- _Provided passage_:
- - - - - - -
In Module 6, we used urllib to call APIs. The requests library makes this much cleaner:

python

import requests

# GET request — fetch data
response = requests.get("https://api.open-meteo.com/v1/forecast", params={
    "latitude": 40.71,
    "longitude": -74.01,
    "current_weather": True
})

data = response.json()    # Automatically parses JSON
weather = data["current_weather"]
print(f"NYC temperature: {weather['temperature']}C")

# Check for errors
if response.status_code == 200:
    print("Success!")
else:
    print(f"Error: {response.status_code}")

✗ urllib (built-in)

✗Verbose — 4+ lines per request
✗Must manually parse JSON
✗Error handling is clunky
✗Good for simple, quick scripts

✓ requests (third-party)
- - - - - - -
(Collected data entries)
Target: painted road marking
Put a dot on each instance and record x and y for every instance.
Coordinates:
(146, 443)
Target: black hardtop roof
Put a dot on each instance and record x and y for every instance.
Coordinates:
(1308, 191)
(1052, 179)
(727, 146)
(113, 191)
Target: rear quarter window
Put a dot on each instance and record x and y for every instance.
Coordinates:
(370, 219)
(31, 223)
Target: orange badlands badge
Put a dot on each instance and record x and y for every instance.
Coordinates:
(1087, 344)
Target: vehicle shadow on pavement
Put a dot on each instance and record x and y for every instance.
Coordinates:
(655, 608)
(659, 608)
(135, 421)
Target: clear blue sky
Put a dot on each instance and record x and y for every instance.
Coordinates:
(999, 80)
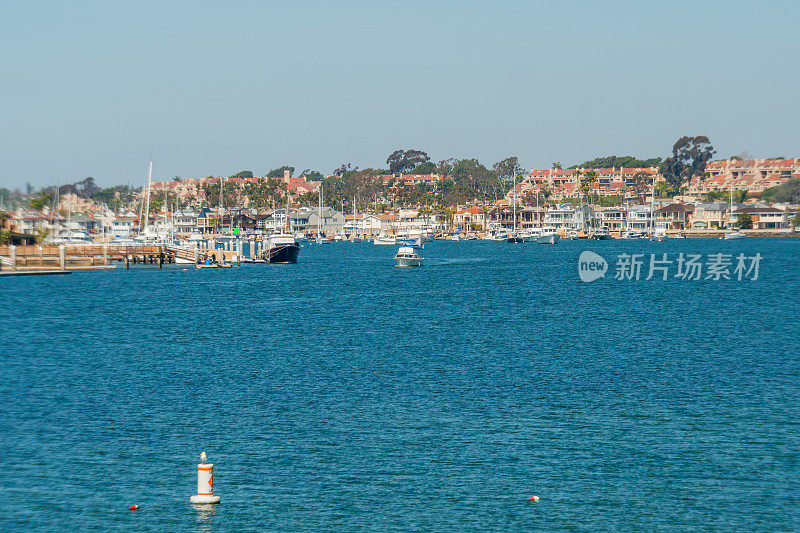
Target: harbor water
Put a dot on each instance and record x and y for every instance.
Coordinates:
(343, 393)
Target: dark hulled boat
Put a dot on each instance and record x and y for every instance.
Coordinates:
(281, 248)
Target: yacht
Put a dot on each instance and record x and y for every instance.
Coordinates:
(281, 248)
(407, 257)
(548, 236)
(659, 235)
(631, 234)
(734, 235)
(408, 239)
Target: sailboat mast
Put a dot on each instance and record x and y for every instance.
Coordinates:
(220, 202)
(147, 202)
(652, 203)
(730, 213)
(514, 222)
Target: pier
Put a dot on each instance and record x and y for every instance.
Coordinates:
(63, 257)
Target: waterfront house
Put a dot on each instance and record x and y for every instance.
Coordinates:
(611, 218)
(569, 217)
(639, 218)
(674, 216)
(186, 222)
(206, 220)
(709, 216)
(762, 217)
(470, 219)
(122, 225)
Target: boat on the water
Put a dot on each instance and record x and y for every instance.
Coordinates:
(281, 248)
(734, 235)
(630, 234)
(408, 239)
(659, 235)
(601, 234)
(385, 239)
(548, 236)
(407, 257)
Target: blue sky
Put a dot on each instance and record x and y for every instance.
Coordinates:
(98, 88)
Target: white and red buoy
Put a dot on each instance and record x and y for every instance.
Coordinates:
(205, 482)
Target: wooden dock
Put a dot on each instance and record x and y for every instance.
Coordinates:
(97, 255)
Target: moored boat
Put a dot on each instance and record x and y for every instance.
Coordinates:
(548, 236)
(407, 257)
(281, 248)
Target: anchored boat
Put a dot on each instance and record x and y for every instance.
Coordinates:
(407, 257)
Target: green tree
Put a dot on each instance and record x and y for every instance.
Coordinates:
(505, 171)
(689, 158)
(641, 183)
(405, 160)
(428, 167)
(42, 199)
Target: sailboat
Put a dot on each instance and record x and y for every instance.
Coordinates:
(320, 220)
(515, 236)
(732, 235)
(387, 239)
(656, 234)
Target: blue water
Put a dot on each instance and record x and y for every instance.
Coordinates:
(343, 393)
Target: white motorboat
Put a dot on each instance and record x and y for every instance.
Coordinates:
(601, 234)
(659, 235)
(385, 239)
(632, 235)
(734, 235)
(409, 239)
(407, 257)
(548, 236)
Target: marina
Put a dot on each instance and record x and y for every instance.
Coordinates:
(404, 404)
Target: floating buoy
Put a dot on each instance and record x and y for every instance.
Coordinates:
(205, 482)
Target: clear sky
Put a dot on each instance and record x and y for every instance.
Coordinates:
(209, 88)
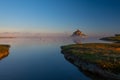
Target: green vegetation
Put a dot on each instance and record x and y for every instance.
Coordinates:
(105, 55)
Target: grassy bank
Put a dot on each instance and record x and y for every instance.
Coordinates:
(105, 55)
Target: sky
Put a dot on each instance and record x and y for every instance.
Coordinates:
(60, 16)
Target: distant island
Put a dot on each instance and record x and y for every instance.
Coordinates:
(101, 59)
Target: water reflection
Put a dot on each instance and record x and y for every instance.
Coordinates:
(4, 51)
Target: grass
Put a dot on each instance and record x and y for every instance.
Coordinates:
(105, 55)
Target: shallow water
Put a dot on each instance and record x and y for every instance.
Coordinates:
(38, 59)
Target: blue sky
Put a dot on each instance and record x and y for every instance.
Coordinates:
(90, 16)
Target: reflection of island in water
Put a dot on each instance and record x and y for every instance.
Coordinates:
(4, 51)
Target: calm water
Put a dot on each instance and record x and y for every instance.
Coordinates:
(38, 59)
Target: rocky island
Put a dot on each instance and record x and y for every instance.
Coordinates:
(101, 59)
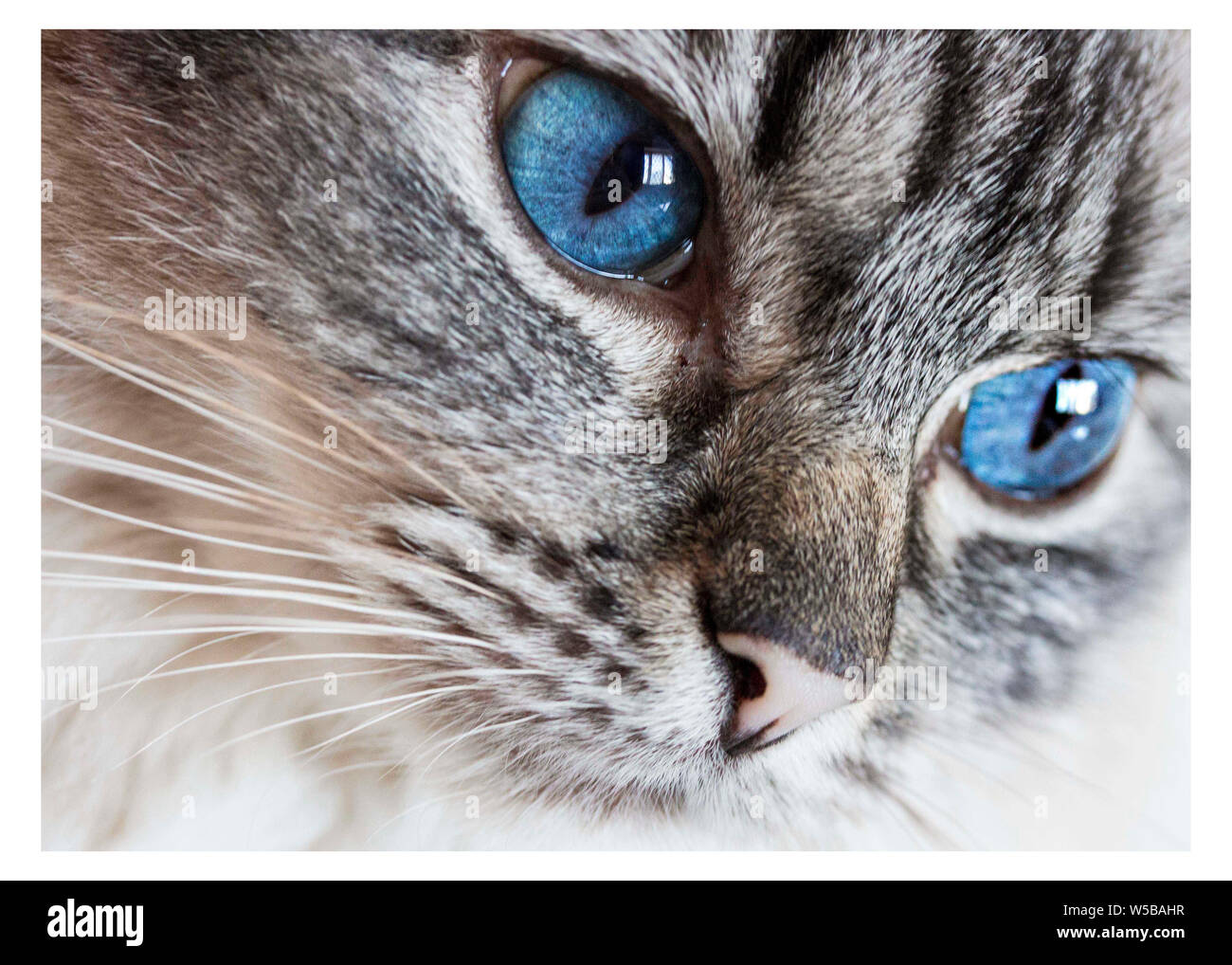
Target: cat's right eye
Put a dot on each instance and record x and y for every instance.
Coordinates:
(602, 177)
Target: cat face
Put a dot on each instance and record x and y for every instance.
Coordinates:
(799, 505)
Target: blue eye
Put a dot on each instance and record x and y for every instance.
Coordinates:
(602, 177)
(1033, 434)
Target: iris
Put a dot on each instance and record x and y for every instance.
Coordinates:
(1035, 432)
(600, 176)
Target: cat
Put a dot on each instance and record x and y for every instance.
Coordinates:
(376, 574)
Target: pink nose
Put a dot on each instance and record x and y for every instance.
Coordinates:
(795, 693)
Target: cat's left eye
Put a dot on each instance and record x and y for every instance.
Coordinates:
(1034, 434)
(602, 177)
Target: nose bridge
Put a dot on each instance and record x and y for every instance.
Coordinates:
(807, 551)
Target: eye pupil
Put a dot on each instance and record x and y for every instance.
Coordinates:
(602, 177)
(1040, 431)
(1054, 414)
(628, 168)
- - - - - - -
- _Your tasks_:
a) According to the requests passage, which module used urllib to call APIs?
b) In the records, substitute "Label" for "Target" in every line from the one holding "Target: grassy bank" through the end of the records, inclusive, and write out only those lines with the pictures left out.

- _Task responses_:
a) Module 6.

b)
Label: grassy bank
Put a dot on each instance and record x and y for every instance.
Coordinates:
(105, 55)
Label: sky
Put a dot on each instance and record x and y for every instance.
Coordinates:
(60, 16)
Label: distant island
Put a dot on each instance and record x and y for every instance.
Coordinates:
(101, 59)
Label: water reflection
Put a dot on each instance and record x and y for every instance.
Coordinates:
(4, 51)
Label: grass
Put a dot on each instance and record x and y for every instance.
Coordinates:
(105, 55)
Label: shallow water
Put a dot on each instance and record x and y for every instance.
Coordinates:
(38, 59)
Label: blue sky
Put a dot on each instance and record x and y for every instance.
Coordinates:
(90, 16)
Label: reflection of island in water
Put a dot on each instance and record x and y for every instance.
Coordinates:
(4, 51)
Label: calm water
Put a dot on each instance and record x and y for every instance.
Coordinates:
(38, 59)
Label: rocky island
Put a dot on each instance and record x and y for every instance.
Coordinates:
(101, 59)
Label: cat's right eye
Put a dot on each instance and record x and y for every instance.
Coordinates:
(602, 177)
Label: cat face
Put a dot on each instance and record x and y for every instance.
Coordinates:
(799, 505)
Label: blue eye
Put a dot on each instance and record x and y for every instance.
Coordinates:
(602, 177)
(1033, 434)
Label: iris
Put a dot on each instance and record x and y for every instance.
Coordinates:
(1035, 432)
(600, 176)
Label: cat
Put a dot on each instance and record x and y for every instance.
Coordinates:
(376, 574)
Label: pink nose
Put a dot on each instance and record x and y for every instance.
Coordinates:
(795, 693)
Label: cat's left eye
Put a dot on each instance and record x and y for every instance.
Coordinates:
(1034, 434)
(602, 177)
Label: nose bridge
Put a dot on each instance and record x and y for every instance.
Coordinates:
(807, 551)
Label: eye pupil
Put a dot on each instance and record x and y for every instance.
Coordinates:
(602, 177)
(1040, 431)
(1054, 414)
(628, 168)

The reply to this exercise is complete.